# INPUT
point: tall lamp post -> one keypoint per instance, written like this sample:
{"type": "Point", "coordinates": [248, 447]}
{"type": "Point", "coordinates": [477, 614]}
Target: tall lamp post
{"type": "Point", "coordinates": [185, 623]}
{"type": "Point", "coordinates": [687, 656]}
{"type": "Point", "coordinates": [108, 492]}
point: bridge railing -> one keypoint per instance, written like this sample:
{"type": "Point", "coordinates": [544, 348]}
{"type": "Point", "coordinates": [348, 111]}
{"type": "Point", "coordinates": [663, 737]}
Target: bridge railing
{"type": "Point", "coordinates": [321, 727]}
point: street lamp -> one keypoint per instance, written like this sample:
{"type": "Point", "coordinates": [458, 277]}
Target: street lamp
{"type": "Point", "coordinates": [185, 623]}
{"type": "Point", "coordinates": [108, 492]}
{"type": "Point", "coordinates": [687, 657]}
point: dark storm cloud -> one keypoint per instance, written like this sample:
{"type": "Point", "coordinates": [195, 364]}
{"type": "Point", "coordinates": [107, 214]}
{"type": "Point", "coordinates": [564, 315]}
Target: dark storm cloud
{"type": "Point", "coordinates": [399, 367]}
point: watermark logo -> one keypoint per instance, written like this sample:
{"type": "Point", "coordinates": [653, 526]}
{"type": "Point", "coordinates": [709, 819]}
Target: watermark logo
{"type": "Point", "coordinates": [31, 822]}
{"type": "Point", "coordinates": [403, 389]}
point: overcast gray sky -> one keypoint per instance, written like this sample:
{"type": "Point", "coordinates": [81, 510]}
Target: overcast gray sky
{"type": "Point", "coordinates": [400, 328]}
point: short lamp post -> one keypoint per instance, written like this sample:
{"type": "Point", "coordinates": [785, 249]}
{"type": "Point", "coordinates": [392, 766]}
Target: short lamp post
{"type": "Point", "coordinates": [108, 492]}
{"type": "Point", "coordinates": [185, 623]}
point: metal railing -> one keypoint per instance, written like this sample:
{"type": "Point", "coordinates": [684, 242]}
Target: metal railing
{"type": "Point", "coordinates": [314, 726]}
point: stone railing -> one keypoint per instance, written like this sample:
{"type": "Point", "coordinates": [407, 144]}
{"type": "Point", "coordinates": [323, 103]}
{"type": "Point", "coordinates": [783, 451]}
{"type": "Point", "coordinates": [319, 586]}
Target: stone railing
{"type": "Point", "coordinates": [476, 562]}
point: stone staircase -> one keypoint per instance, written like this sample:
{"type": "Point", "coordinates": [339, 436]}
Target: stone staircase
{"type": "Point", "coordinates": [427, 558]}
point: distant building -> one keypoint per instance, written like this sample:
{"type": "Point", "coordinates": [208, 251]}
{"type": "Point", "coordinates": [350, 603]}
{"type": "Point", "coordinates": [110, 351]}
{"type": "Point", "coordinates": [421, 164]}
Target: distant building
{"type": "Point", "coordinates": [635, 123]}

# WHAT YOU ARE ASKED TO DO
Go through the data and retype all of it exactly.

# THE COMPLETED TASK
point: tall lamp post -> one keypoint per instance, written like this sample:
{"type": "Point", "coordinates": [248, 447]}
{"type": "Point", "coordinates": [477, 614]}
Target: tall lamp post
{"type": "Point", "coordinates": [185, 623]}
{"type": "Point", "coordinates": [687, 656]}
{"type": "Point", "coordinates": [108, 492]}
point: bridge railing -> one keypoint per instance, written like this sample:
{"type": "Point", "coordinates": [544, 348]}
{"type": "Point", "coordinates": [348, 111]}
{"type": "Point", "coordinates": [663, 737]}
Target: bridge railing
{"type": "Point", "coordinates": [321, 727]}
point: street lamp -> one keypoint per instance, written like this sample:
{"type": "Point", "coordinates": [458, 277]}
Target: street lamp
{"type": "Point", "coordinates": [185, 623]}
{"type": "Point", "coordinates": [108, 492]}
{"type": "Point", "coordinates": [687, 657]}
point: dark storm cloud -> one keypoint per instance, written like this sample:
{"type": "Point", "coordinates": [195, 364]}
{"type": "Point", "coordinates": [107, 214]}
{"type": "Point", "coordinates": [564, 315]}
Target: dark storm cloud
{"type": "Point", "coordinates": [399, 367]}
point: watermark logo -> one keypoint per instance, written like this sample:
{"type": "Point", "coordinates": [653, 526]}
{"type": "Point", "coordinates": [709, 819]}
Target: watermark logo
{"type": "Point", "coordinates": [31, 822]}
{"type": "Point", "coordinates": [403, 389]}
point: overcast gray sky -> one keypoint per instance, written like this sample:
{"type": "Point", "coordinates": [81, 510]}
Target: overcast gray sky
{"type": "Point", "coordinates": [400, 328]}
point: short lamp post -> one keypoint per instance, written like this sample:
{"type": "Point", "coordinates": [785, 249]}
{"type": "Point", "coordinates": [392, 766]}
Target: short lamp post
{"type": "Point", "coordinates": [108, 492]}
{"type": "Point", "coordinates": [185, 623]}
point: metal railing -> one keypoint per instance, written like this sample:
{"type": "Point", "coordinates": [684, 242]}
Target: metal railing
{"type": "Point", "coordinates": [314, 726]}
point: stone railing -> one keypoint per instance, written like this sample:
{"type": "Point", "coordinates": [407, 144]}
{"type": "Point", "coordinates": [323, 103]}
{"type": "Point", "coordinates": [783, 451]}
{"type": "Point", "coordinates": [319, 586]}
Target: stone railing
{"type": "Point", "coordinates": [476, 562]}
point: stone staircase -> one keypoint per instance, written like this sample:
{"type": "Point", "coordinates": [339, 436]}
Target: stone staircase
{"type": "Point", "coordinates": [427, 558]}
point: distant building -> one keypoint per instance, written like this sample:
{"type": "Point", "coordinates": [208, 251]}
{"type": "Point", "coordinates": [350, 603]}
{"type": "Point", "coordinates": [110, 351]}
{"type": "Point", "coordinates": [421, 164]}
Target: distant building
{"type": "Point", "coordinates": [635, 123]}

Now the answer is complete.